** WHAT IS REQUIRED **
Copy each of the records below verbatim, leaving out the pictures.
##############################
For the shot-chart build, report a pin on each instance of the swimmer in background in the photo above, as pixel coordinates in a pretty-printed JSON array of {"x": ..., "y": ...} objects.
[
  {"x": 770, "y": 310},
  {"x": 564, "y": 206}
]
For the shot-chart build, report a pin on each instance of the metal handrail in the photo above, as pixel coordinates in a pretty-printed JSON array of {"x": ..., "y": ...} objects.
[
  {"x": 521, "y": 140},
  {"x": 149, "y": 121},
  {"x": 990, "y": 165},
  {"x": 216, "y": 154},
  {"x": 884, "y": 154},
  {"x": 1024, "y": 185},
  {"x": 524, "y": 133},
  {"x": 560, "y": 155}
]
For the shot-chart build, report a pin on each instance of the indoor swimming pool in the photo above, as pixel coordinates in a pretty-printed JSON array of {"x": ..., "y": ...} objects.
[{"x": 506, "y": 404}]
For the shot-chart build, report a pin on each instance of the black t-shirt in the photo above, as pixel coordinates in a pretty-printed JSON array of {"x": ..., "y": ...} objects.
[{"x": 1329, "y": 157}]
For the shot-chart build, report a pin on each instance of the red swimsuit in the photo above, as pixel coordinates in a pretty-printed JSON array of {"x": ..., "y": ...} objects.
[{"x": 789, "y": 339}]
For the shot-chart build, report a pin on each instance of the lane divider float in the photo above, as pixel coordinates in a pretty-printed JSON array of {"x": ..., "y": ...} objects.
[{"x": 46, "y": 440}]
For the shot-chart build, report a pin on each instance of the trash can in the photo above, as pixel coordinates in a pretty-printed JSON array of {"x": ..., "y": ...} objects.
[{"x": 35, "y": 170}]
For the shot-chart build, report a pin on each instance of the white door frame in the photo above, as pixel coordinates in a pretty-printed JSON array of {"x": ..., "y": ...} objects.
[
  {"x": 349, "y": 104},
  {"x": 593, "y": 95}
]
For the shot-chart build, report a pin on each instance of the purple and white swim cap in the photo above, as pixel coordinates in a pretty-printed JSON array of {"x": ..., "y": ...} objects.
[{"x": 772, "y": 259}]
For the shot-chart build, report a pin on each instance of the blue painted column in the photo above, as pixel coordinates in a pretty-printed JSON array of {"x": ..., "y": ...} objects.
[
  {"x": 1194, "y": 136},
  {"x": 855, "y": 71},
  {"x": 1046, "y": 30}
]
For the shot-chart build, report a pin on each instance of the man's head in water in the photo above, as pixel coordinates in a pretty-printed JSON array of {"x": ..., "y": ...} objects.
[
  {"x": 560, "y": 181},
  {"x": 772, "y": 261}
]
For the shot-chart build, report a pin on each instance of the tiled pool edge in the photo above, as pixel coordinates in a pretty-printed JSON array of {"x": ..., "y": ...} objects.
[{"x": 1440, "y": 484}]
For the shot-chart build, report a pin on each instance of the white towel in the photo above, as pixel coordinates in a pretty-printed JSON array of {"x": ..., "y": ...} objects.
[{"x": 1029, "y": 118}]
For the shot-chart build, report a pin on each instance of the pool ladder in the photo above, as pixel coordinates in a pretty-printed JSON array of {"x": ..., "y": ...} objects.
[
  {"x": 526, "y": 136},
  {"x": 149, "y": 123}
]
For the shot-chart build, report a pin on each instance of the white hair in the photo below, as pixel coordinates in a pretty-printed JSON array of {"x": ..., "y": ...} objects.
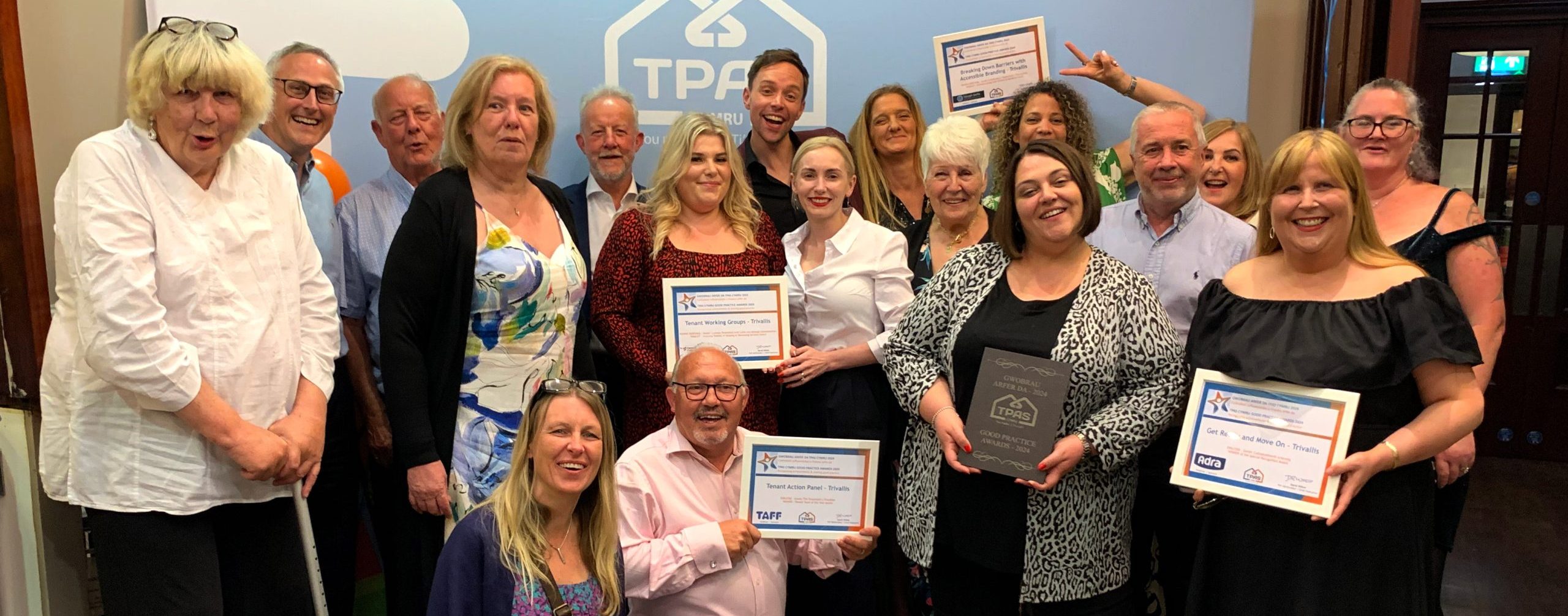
##############################
** EXERCISE SOLUTION **
For the shot-chart build, report a pin on each instance of the swimmer in background in the photo above, as pixel coordinates in a pretty-printed JSON array of {"x": ..., "y": ...} objects.
[
  {"x": 770, "y": 310},
  {"x": 564, "y": 206}
]
For the shot-chart build, report a pin on each instance of the metal handrail in the photo above, as pixel coordinates in a pretty-printed JSON array of {"x": ..., "y": ...} objects.
[
  {"x": 521, "y": 140},
  {"x": 149, "y": 121},
  {"x": 990, "y": 165},
  {"x": 216, "y": 154},
  {"x": 884, "y": 154},
  {"x": 1024, "y": 185},
  {"x": 524, "y": 133},
  {"x": 560, "y": 155}
]
For the shot-chart build, report a pin on each instance of the indoor swimming pool in the photo above, as pixel coordinates in a pretty-printed JSON array of {"x": ..., "y": ...} objects.
[{"x": 506, "y": 404}]
For the shot-chart build, report a pin on each instance of the black t-shirt in the photo above, as pixel coordinates in a pretty-printed JSON array of {"x": ..., "y": ...} objects.
[{"x": 1329, "y": 157}]
For the shot-chart build, report a pin on each instance of the red swimsuit in the photo above, as pixel coordinates in a pretty-printed JSON array of {"x": ..., "y": ...} objects.
[{"x": 789, "y": 339}]
For the shot-chart build, report a pin on each instance of the lane divider float in the photo above, as pixel coordinates in a pretty-printed JSON array of {"x": ..., "y": ...} objects.
[{"x": 46, "y": 440}]
For the shot-chart build, report a pin on each instance of the trash can in the photo above, as pixel coordinates in a pretty-printed JSON array of {"x": ..., "y": ...} objects.
[{"x": 35, "y": 170}]
For the shot-chart build, report a pin on each instance of the white door frame in the photo above, as pixel coordinates in a pretty-printed JSON array of {"x": ..., "y": ...} objects.
[
  {"x": 349, "y": 104},
  {"x": 593, "y": 95}
]
For the shot-chart build, report a pin on each instance of the purple and white swim cap in the photo above, as pixel coordinates in a pretty-printed JSON array of {"x": ..., "y": ...} objects.
[{"x": 772, "y": 259}]
For the shot-chart build, report a pin on each instance of the blue painted column in the photo above, as pixel coordinates in a pretty-printed JSON array of {"x": ..., "y": ...} objects.
[
  {"x": 1194, "y": 136},
  {"x": 855, "y": 71},
  {"x": 1046, "y": 30}
]
For the shot-chart build, report a pin on each instance of the man's head in water in the photo above, as pixel coordinates in a pretty-printed JSON array of {"x": ..., "y": ...} objects.
[
  {"x": 560, "y": 181},
  {"x": 772, "y": 261}
]
For the shot-chart build, report a pin on each instance of the tiled pool edge in the photo above, as pixel coordinates in a pretty-printed JSON array of {"x": ..., "y": ...} objects.
[{"x": 1440, "y": 484}]
For the shot-chart build, report a pin on each instance of the white towel in the photo above, as pixel coordinates in a pretty-printed JSON array of {"x": ..., "y": ...} objects.
[{"x": 1029, "y": 118}]
For the shot-chart build, report a pin on each instance of the pool ladder in the photo above, as pixel coordinates in a pretty-printed JSON array of {"x": ..., "y": ...} objects.
[
  {"x": 526, "y": 136},
  {"x": 149, "y": 123}
]
For the shot-chart build, report a pin on each instance of the white hair in the photo below, as pixel coordinates in a pretty-printed JSON array of {"x": ..., "y": ...} objects.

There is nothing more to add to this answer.